- _The task_: Print out the records precisely, keeping each line identical to its source.

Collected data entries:

● ● ●

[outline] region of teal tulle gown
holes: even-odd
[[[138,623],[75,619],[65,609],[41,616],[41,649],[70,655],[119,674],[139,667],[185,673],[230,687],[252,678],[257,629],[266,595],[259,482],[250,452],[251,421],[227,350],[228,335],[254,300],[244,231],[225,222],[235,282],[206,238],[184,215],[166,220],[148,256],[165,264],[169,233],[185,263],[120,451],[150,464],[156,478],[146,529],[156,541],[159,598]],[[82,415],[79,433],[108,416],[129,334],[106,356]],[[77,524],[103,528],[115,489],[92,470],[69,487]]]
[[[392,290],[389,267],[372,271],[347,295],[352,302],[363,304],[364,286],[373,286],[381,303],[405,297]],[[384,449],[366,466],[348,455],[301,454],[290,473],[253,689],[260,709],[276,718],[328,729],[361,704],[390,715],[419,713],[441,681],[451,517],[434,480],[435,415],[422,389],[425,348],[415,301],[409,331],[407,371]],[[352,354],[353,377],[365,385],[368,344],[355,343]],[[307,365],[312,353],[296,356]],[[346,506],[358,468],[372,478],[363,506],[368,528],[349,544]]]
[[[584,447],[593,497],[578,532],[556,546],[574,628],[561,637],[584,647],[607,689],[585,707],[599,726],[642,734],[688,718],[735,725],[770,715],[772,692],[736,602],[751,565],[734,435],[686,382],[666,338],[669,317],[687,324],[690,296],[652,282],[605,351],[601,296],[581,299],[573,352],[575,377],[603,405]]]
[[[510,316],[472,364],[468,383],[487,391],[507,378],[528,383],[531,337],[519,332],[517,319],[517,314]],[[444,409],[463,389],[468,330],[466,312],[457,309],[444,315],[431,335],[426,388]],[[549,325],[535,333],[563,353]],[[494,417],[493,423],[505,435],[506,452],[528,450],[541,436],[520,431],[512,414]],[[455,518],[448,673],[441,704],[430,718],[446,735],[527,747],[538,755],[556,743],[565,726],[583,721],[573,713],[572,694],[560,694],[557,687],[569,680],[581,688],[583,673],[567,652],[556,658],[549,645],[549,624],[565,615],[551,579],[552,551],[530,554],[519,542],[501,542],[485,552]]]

● ● ●

- _Exercise result_:
[outline] region of teal tulle gown
holes: even-odd
[[[138,623],[75,619],[65,609],[41,616],[41,649],[70,655],[119,674],[139,667],[185,673],[230,687],[252,678],[257,629],[266,595],[259,482],[250,452],[251,421],[227,350],[228,335],[254,300],[244,231],[225,222],[235,282],[206,238],[184,215],[166,220],[148,256],[165,264],[169,233],[185,263],[120,451],[150,464],[156,478],[146,529],[156,541],[159,598]],[[82,415],[79,433],[108,416],[129,334],[106,356]],[[77,524],[103,528],[115,489],[92,470],[69,487]]]
[[[392,290],[389,267],[372,271],[347,295],[352,302],[363,304],[364,286],[373,286],[381,303],[405,297]],[[384,449],[366,466],[348,455],[301,454],[290,473],[253,689],[260,709],[276,718],[328,729],[361,704],[390,715],[419,713],[441,681],[451,517],[434,480],[435,415],[422,389],[425,348],[415,301],[409,331],[407,371]],[[352,354],[353,377],[365,385],[368,344],[355,343]],[[307,365],[312,353],[296,356]],[[346,506],[358,468],[372,478],[363,506],[368,528],[349,544]]]
[[[584,447],[593,497],[578,532],[556,546],[574,628],[561,637],[584,647],[607,689],[585,707],[599,726],[642,734],[688,718],[735,725],[770,715],[772,692],[736,602],[751,565],[734,435],[686,382],[666,338],[669,317],[687,324],[690,296],[652,282],[605,351],[601,296],[581,299],[573,352],[575,377],[603,405]]]
[[[510,316],[472,364],[468,383],[487,391],[507,378],[528,383],[531,337],[519,332],[517,319],[517,314]],[[444,409],[463,389],[468,330],[466,312],[457,309],[444,315],[431,335],[426,388]],[[549,325],[535,333],[563,353]],[[494,417],[493,423],[505,435],[506,452],[528,450],[541,436],[520,431],[512,414]],[[455,518],[448,673],[441,704],[430,718],[446,735],[527,747],[538,755],[556,743],[565,726],[583,721],[573,713],[572,694],[560,694],[557,687],[569,680],[581,688],[583,673],[567,652],[556,658],[549,645],[549,624],[565,615],[551,579],[552,551],[530,554],[519,542],[501,542],[485,552]]]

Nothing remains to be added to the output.